[WORK TO BE COMPLETED]
Whenever a line below holds the word "white", count it; then give the total and nothing else.

[Saved data entries]
═══

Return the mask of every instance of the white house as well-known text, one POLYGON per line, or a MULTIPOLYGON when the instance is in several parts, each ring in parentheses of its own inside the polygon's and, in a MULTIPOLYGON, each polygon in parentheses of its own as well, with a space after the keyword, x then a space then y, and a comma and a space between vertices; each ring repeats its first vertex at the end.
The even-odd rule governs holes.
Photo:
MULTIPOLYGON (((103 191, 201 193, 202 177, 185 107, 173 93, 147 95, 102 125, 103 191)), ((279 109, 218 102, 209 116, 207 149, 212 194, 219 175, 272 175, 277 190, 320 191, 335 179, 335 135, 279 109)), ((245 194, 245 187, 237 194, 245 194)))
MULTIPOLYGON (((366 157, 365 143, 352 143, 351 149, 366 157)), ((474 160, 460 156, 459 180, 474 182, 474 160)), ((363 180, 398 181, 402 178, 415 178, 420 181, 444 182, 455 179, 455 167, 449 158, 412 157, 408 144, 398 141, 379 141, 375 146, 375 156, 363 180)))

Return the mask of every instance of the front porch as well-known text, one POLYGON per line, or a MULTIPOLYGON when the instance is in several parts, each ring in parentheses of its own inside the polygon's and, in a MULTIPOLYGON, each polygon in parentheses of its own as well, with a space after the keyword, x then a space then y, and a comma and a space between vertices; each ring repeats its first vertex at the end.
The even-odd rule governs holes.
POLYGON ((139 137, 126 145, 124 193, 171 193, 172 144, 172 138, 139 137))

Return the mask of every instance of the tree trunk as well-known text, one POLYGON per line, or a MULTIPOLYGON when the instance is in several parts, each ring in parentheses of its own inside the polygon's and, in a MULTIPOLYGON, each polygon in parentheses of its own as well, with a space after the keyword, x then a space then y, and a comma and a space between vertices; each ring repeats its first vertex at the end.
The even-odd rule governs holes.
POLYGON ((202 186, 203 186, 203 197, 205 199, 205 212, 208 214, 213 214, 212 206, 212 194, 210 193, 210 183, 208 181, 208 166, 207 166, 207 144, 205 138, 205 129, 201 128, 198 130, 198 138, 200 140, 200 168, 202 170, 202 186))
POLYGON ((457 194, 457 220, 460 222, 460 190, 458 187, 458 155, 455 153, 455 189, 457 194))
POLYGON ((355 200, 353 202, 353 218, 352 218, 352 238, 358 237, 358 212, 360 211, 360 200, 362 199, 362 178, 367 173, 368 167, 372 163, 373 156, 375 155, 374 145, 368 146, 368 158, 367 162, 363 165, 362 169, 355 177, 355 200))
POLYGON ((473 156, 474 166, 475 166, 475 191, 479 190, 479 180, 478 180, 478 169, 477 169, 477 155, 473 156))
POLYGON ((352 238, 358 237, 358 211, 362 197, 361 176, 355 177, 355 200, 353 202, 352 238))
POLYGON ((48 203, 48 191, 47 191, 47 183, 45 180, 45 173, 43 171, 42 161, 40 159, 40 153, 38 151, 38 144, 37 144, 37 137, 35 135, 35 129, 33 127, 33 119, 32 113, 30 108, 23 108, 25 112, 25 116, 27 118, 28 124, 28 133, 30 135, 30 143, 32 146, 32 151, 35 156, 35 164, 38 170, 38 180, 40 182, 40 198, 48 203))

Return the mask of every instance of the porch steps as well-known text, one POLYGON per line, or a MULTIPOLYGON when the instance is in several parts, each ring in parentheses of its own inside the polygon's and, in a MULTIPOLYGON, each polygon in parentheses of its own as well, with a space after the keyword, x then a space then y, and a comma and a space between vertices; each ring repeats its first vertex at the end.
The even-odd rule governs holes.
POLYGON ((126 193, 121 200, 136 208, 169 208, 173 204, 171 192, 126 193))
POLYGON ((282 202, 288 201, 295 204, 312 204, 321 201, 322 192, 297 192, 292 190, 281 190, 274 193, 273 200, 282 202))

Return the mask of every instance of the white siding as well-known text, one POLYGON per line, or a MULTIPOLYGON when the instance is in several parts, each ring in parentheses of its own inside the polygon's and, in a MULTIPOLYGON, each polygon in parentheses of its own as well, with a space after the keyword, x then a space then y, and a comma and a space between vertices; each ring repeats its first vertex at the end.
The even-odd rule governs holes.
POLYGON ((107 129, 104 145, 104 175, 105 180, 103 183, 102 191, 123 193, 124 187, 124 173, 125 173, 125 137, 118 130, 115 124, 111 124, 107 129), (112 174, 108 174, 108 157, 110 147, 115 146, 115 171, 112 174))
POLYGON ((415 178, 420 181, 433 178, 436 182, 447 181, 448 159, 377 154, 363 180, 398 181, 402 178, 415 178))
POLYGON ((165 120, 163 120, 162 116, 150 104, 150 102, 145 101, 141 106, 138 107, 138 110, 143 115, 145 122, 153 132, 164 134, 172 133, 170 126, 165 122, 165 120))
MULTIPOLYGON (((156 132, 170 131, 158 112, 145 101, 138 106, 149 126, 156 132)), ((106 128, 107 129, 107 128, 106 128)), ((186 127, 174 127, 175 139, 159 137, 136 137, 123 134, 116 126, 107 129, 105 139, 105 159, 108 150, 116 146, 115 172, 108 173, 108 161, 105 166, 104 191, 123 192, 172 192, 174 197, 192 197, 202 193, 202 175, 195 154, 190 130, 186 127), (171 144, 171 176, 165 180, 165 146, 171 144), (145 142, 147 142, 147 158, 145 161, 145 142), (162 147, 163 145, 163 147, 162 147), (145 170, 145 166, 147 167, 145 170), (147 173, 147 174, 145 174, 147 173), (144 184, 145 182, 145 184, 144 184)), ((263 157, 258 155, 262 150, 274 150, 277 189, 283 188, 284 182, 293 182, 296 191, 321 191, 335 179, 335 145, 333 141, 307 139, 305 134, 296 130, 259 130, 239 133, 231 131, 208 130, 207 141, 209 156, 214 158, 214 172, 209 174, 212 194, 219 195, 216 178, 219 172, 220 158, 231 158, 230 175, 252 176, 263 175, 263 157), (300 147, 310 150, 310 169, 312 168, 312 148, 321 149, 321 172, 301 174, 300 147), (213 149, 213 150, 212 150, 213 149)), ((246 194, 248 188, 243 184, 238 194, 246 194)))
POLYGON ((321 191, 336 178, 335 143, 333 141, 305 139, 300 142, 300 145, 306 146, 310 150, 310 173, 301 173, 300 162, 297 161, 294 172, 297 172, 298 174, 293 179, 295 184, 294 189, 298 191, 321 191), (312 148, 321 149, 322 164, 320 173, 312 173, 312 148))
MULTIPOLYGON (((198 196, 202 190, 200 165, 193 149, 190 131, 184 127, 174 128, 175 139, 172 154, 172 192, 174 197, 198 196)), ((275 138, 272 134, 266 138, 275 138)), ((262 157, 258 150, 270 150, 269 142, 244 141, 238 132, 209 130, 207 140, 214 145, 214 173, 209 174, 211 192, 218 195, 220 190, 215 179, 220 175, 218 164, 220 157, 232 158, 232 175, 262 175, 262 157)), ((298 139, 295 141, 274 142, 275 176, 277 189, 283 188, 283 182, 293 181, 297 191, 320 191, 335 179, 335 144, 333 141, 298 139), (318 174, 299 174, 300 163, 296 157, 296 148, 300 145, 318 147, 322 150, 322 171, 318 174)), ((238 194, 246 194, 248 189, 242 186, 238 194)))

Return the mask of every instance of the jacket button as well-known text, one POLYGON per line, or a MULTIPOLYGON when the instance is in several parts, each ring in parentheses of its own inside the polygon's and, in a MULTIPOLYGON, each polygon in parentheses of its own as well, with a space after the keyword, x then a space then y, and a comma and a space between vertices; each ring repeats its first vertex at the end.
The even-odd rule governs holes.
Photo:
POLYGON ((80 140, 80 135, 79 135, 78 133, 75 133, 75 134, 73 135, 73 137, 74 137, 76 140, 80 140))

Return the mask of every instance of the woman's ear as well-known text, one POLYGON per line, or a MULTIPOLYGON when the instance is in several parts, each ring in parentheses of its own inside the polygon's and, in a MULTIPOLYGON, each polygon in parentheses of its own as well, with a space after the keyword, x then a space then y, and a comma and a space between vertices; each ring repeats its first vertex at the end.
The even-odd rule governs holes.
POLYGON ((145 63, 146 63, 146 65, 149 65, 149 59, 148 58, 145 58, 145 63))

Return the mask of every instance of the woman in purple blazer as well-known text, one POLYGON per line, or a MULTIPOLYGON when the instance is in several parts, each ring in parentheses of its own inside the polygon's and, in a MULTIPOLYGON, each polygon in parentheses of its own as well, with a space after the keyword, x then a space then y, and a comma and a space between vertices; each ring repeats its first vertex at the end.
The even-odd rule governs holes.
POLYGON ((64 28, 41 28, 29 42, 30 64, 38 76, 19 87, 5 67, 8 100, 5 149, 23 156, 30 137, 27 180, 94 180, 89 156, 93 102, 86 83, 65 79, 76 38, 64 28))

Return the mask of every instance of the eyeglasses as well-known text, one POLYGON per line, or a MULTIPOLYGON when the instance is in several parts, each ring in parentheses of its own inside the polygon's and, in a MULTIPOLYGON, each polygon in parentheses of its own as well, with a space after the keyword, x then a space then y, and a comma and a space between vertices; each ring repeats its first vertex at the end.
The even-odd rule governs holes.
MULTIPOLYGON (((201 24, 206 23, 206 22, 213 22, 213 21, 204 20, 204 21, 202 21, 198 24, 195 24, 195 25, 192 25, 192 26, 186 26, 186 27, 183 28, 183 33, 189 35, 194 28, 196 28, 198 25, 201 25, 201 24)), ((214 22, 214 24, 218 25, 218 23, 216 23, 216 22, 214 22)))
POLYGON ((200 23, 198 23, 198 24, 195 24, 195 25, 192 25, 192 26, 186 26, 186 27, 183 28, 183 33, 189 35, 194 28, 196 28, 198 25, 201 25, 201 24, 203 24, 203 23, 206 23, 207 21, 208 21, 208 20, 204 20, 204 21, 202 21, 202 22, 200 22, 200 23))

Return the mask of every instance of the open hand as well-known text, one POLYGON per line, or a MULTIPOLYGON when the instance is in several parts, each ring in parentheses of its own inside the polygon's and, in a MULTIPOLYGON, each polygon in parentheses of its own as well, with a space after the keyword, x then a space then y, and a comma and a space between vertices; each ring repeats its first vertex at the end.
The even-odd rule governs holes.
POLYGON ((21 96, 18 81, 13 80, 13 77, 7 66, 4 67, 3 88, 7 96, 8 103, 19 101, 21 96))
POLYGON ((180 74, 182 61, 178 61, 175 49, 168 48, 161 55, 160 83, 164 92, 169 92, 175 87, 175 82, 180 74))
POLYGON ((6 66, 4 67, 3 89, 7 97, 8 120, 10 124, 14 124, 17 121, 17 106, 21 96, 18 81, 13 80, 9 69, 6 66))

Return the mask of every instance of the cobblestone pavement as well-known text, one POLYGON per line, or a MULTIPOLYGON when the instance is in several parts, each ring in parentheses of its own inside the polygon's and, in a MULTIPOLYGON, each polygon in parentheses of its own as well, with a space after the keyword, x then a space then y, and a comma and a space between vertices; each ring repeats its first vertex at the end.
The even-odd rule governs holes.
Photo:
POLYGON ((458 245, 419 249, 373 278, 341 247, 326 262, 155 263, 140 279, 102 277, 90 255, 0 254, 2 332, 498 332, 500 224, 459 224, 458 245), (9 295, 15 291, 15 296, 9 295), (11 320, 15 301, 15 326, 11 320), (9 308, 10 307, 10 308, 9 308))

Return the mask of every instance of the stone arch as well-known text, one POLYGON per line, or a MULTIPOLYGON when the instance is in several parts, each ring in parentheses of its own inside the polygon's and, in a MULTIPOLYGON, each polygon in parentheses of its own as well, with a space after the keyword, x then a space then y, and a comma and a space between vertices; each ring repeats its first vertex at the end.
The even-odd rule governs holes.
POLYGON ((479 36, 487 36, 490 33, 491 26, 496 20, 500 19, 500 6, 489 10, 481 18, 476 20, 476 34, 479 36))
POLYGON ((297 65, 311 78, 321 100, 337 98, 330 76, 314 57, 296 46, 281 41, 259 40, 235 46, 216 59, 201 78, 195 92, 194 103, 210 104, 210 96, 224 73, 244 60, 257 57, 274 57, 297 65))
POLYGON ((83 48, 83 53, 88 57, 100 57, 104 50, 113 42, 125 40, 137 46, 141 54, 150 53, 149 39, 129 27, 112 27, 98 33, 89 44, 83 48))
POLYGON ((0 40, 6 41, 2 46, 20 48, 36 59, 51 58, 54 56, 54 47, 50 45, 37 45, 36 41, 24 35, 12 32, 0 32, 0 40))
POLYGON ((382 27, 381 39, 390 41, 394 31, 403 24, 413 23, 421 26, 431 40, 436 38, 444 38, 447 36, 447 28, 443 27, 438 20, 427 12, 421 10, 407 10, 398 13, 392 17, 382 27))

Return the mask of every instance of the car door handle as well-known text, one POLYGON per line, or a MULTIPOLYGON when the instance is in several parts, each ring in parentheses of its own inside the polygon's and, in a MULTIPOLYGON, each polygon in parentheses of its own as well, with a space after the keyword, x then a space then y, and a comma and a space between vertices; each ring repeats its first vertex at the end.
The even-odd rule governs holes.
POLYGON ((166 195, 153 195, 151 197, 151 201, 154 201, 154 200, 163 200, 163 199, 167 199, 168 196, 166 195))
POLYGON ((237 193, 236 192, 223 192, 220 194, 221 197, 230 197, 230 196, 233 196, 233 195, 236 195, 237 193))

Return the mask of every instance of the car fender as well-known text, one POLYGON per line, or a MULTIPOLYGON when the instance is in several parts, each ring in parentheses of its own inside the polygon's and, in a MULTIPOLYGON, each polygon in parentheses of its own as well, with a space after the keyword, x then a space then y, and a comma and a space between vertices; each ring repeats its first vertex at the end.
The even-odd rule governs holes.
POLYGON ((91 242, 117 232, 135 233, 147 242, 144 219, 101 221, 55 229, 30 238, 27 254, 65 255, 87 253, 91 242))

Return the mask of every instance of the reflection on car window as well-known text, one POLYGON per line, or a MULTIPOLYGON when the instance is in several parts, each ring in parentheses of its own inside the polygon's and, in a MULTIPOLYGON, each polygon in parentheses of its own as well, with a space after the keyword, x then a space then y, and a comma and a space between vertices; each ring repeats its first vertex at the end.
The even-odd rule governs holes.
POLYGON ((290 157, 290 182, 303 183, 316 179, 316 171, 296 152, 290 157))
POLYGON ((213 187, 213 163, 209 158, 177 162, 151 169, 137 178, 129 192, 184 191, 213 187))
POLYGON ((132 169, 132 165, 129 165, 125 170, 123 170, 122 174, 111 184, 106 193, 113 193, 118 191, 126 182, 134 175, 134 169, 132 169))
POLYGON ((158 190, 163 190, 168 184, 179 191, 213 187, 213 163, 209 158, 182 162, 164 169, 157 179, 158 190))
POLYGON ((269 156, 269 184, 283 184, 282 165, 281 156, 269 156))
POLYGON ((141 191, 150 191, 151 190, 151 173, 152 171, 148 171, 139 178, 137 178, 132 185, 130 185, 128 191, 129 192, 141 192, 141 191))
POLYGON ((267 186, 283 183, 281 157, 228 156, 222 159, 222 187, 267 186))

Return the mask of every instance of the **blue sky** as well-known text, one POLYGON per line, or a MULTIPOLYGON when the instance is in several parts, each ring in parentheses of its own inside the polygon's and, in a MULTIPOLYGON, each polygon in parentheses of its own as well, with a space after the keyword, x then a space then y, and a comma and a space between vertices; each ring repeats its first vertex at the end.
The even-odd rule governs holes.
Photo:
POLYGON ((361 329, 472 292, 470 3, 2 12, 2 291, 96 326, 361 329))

═══

[REPLY TO THE TASK]
2